→ **AUSGEWÄHLTER TEXT**

↓

1915-1916 | Les tablettes, Mai 1918

Übersiedelung in die Schweiz

Masereel übersiedelt mit seiner Familie in die Schweiz und läßt sich in Genf nieder, wo er Henri Guilbeaux wieder trifft, der ihn in der Folgezeit in die literarischen und politischen Kreise der dortigen Kriegsgegner einführt;er arbeitet an „Demain“ mit, der Zeitschrift von Guilbeaux; gemeinsam mit Claude le Maguet (Claude Salives) Gründung der gegen den Krieg gerichteten Zeitschrift „Les Tablettes“, für die er 47 Holzschnitte bis 1919 schneidet.

„Vorms: Sie mußten doch einen plausiblen Vorwand für diese Reise nach der Schweiz haben.

↑

→ **DATENAUSZUG**
↓

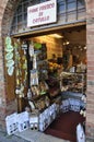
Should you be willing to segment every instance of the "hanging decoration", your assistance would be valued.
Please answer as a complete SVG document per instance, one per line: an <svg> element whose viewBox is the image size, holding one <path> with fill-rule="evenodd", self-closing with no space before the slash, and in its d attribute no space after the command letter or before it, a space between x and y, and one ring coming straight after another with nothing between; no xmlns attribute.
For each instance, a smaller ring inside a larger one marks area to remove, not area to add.
<svg viewBox="0 0 94 142"><path fill-rule="evenodd" d="M13 75L13 71L14 71L14 60L13 60L13 45L12 45L12 40L10 36L5 37L5 67L7 67L7 71L8 74L10 76Z"/></svg>

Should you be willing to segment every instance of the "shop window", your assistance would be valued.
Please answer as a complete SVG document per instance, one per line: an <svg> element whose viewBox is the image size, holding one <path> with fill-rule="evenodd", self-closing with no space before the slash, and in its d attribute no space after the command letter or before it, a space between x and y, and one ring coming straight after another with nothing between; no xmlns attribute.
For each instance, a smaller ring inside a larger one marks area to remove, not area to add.
<svg viewBox="0 0 94 142"><path fill-rule="evenodd" d="M68 2L67 9L68 9L68 11L77 10L77 3L74 1L73 2Z"/></svg>
<svg viewBox="0 0 94 142"><path fill-rule="evenodd" d="M85 1L84 0L78 0L78 9L85 8Z"/></svg>

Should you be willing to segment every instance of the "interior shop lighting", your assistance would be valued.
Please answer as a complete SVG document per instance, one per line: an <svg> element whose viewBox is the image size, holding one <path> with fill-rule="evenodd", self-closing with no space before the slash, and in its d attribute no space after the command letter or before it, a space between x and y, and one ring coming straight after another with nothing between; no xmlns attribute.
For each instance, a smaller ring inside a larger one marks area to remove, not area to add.
<svg viewBox="0 0 94 142"><path fill-rule="evenodd" d="M49 36L55 37L55 38L63 38L63 36L59 34L50 34Z"/></svg>
<svg viewBox="0 0 94 142"><path fill-rule="evenodd" d="M86 50L86 46L84 47L84 50Z"/></svg>

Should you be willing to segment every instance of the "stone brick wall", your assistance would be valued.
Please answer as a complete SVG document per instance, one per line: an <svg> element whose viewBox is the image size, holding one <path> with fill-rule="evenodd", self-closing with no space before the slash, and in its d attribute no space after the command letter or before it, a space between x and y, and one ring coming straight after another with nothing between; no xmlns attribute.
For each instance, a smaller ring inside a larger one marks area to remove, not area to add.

↑

→ **ARBEITSAUFTRAG 1**
Wie viele Holzschnitte schneidet Masereel laut dem Text über seine Übersiedlung in die Schweiz bis 1919 für „Les Tablettes“?
→ **ARBEITSAUFTRAG 2**
Schreibe im Text über Masereels Übersiedlung in die Schweiz den Abschnitt, der mit den Worten „1915-1916 | Les“ beginnt und mit „der Schweiz haben.“ endet, erneut ab und ersetze darin „Genf“ durch „Zürich“.

→ **ERWARTETE ANTWORT 1**
47 Holzschnitte.

→ **ERWARTETE ANTWORT 2**
1915-1916 | Les tablettes, Mai 1918

Übersiedelung in die Schweiz

Masereel übersiedelt mit seiner Familie in die Schweiz und läßt sich in Zürich nieder, wo er Henri Guilbeaux wieder trifft, der ihn in der Folgezeit in die literarischen und politischen Kreise der dortigen Kriegsgegner einführt;er arbeitet an „Demain“ mit, der Zeitschrift von Guilbeaux; gemeinsam mit Claude le Maguet (Claude Salives) Gründung der gegen den Krieg gerichteten Zeitschrift „Les Tablettes“, für die er 47 Holzschnitte bis 1919 schneidet.

„Vorms: Sie mußten doch einen plausiblen Vorwand für diese Reise nach der Schweiz haben.